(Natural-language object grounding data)
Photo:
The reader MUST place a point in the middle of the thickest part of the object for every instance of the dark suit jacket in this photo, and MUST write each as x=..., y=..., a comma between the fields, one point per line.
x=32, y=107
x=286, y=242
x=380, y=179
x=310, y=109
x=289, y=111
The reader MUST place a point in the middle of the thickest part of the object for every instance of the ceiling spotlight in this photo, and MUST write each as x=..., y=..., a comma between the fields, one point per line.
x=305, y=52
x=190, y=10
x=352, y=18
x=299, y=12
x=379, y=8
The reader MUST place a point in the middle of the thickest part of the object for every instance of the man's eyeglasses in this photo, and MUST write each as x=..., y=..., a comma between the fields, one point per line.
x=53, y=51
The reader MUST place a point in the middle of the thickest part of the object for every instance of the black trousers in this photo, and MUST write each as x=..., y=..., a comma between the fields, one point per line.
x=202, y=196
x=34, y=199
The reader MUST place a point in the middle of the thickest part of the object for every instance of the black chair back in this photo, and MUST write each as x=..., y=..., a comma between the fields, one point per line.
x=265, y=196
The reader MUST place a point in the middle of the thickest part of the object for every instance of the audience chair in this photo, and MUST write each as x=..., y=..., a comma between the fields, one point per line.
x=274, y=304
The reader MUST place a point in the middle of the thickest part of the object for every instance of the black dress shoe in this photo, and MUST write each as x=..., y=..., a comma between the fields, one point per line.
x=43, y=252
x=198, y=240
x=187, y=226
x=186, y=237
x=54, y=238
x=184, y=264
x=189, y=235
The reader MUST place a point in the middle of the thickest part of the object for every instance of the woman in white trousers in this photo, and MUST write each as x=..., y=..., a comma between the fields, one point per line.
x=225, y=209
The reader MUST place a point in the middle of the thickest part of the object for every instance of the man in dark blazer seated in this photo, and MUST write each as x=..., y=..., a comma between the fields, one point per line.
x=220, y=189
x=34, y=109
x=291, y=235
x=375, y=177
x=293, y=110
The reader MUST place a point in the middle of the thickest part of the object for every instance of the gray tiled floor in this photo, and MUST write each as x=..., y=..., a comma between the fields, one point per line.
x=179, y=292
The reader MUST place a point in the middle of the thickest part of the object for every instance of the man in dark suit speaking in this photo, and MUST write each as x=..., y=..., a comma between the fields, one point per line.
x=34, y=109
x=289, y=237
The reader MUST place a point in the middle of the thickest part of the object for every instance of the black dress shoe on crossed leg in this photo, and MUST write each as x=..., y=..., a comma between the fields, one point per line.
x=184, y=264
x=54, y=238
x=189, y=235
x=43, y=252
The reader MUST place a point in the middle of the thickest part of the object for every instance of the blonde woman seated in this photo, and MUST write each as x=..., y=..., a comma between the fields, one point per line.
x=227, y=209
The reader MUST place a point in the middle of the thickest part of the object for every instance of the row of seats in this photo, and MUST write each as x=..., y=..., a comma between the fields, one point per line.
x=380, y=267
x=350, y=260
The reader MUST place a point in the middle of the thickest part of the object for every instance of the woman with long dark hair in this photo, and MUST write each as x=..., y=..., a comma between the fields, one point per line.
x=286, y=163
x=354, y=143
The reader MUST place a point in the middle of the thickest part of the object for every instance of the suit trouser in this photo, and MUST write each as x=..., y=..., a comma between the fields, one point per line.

**To do**
Using the records above as the source, restate each line verbatim.

**Reply to the task**
Photo:
The reader MUST place a point in the middle of the thickest part of the object for every instance of the dark suit jacket in this photo, and MUST write each as x=..., y=..., a comma between the fields, one point per line.
x=32, y=107
x=286, y=242
x=380, y=179
x=310, y=109
x=289, y=111
The reader MUST place a point in the middle of the thickest part of the object for every instance of the ceiling spotlight in this photo, and MUST write each as x=..., y=..., a comma between the fields, one point per line.
x=305, y=52
x=190, y=10
x=352, y=18
x=299, y=12
x=379, y=8
The reader MUST place a point in the middle of the thickest part of the object for every instance of the man's eyeglasses in this photo, and MUST write each as x=..., y=..., a comma between the fields, one point per line.
x=53, y=51
The reader MUST place a point in the middle of the thickest part of the object for every instance of the black trousers in this photo, and MUST write each as x=..., y=..., a comma between the fields, one point per line.
x=202, y=196
x=34, y=199
The reader MUST place a point in the middle of the thickest part of the object for every instance of the black chair back in this photo, and MUST write each as x=..., y=..., a comma between the fields, one point per line.
x=265, y=196
The reader MUST place a point in the middle of the thickest part of the object for every instance of the audience chair in this photo, and MUST write each as x=..., y=..., a comma between the fields, one point per line.
x=274, y=304
The reader MUST place a point in the middle of the thickest part of the object for every instance of the black dress shoe in this photo, and MUST write each as x=..., y=..., a comma between the fields, one point per line.
x=43, y=252
x=198, y=240
x=187, y=226
x=186, y=237
x=54, y=238
x=184, y=264
x=189, y=235
The reader MUST place a point in the middle of the thickest part of the object for every instance of the woman in white trousers in this photo, and MUST write each as x=..., y=..., a comma between the fields, one point per line.
x=225, y=209
The reader MUST place a point in the middle of the thickest part of the object for every instance of the man in dark blazer seated in this photo, and MUST write each as x=..., y=..., a comma between the fields, one point per line.
x=220, y=189
x=34, y=109
x=291, y=235
x=375, y=177
x=293, y=110
The reader MUST place a point in the middle of the thickest part of the object for every instance of the gray tiled floor in this photo, and MUST write each as x=..., y=..., a comma between the fields, one point per line.
x=179, y=292
The reader MUST place a point in the middle of the thickest part of the object for every instance of the man in dark suit speaking in this photo, and MUST write each as x=..., y=..., a comma between the fields, one point per line.
x=34, y=109
x=289, y=237
The reader MUST place a point in the middle of the thickest part of the object for every instance of the black dress shoe on crossed leg in this photo, and MUST write each as x=..., y=..., a comma between the fields, one point per line.
x=184, y=264
x=54, y=238
x=189, y=235
x=43, y=252
The reader MUST place a point in the middle of the thickest part of the object for every instance of the blonde woman seated in this photo, and MUST write each as x=..., y=..., a comma between the fields, one point per line.
x=227, y=209
The reader MUST place a point in the middle of the thickest part of the object for every instance of the row of seats in this photo, and MUST write each as x=..., y=..., a comma between the fields, one point per line.
x=380, y=267
x=350, y=260
The reader MUST place a point in the middle of the thickest part of the object for every instance of the woman with long dark hair in this photo, and MUST write each as x=..., y=..., a comma between the fields, one point per line.
x=286, y=163
x=354, y=143
The reader MUST place a point in the middle of the thickest part of the object for every instance of the suit trouser in this photo, and MUST write each as x=..., y=..., a comma between the fields, one point per line.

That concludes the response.